## Vorliegender Text
.....

Tatü, tata

-Br. Markus- 1. Tim. 1, 15-17

Tatü, tata

Es gibt Rettungskräfte, die hört man nicht kommen. Sie bevorzugen leise Fahrt, huschen vorbei mit hundertfünfzig Sachen wie tanzende blaue Schatten, kaum daß man sie gesehen hat. Andere sind laut, unüberhörbar, mit gellender Sirene auf Einsatzfahrt, um sich durchzukämpfen, um irgendwo irgendwen zu retten, abzuholen oder beizustehen. Obwohl sie laut sind, haben sie das Problem, durchzukommen im modernen Verkehrsgewühl. Sie werden nicht bemerkt. Das Alltagsgedröhn scheint lauter als eine unüberhörbare Sirene auf Einsatzfahrt.

Um Rettung geht es auch im heutigen Predigttext, um eine Rettungsgasse auf außerirdische Art. Es geht um „unsere Rettung“ wie Paulus es nennt.

„…um uns gottlose Menschen zu retten.“ – mit oder ohne Blaulicht, auf Gottes Art.

.....

## Bereitgestellte Angaben
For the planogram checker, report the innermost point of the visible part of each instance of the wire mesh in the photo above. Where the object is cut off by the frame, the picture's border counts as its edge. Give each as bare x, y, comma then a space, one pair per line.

.....

## Arbeitsziele
(a) Geben Sie den Abschnitt der Predigt wortgetreu wieder, beginnend mit „Es gibt Rettungskräfte, die“ und fortlaufend bis einschließlich „Paulus es nennt.“.
(b) Womit sind die lauten Rettungskräfte laut der Predigt auf Einsatzfahrt unterwegs?
(c) Fassen Sie den Absatz der Predigt, der mit „Es gibt Rettungskräfte“ beginnt, als knappe Liste zusammen und behalten Sie dabei seine wesentlichen Aussagen bei.

## Lösungen zur Übung
(a)
Es gibt Rettungskräfte, die hört man nicht kommen. Sie bevorzugen leise Fahrt, huschen vorbei mit hundertfünfzig Sachen wie tanzende blaue Schatten, kaum daß man sie gesehen hat. Andere sind laut, unüberhörbar, mit gellender Sirene auf Einsatzfahrt, um sich durchzukämpfen, um irgendwo irgendwen zu retten, abzuholen oder beizustehen. Obwohl sie laut sind, haben sie das Problem, durchzukommen im modernen Verkehrsgewühl. Sie werden nicht bemerkt. Das Alltagsgedröhn scheint lauter als eine unüberhörbare Sirene auf Einsatzfahrt.

Um Rettung geht es auch im heutigen Predigttext, um eine Rettungsgasse auf außerirdische Art. Es geht um „unsere Rettung“ wie Paulus es nennt.

(b) Mit gellender Sirene.

(c)
- Manche Rettungskräfte fahren leise und huschen mit hundertfünfzig Sachen wie blaue Schatten vorbei.
- Andere sind laut und mit gellender Sirene unterwegs, um zu retten, abzuholen oder beizustehen.
- Trotz ihrer Lautstärke kommen sie im modernen Verkehrsgewühl schwer durch, weil sie nicht bemerkt werden.
- Das Alltagsgedröhn scheint lauter als die Sirene.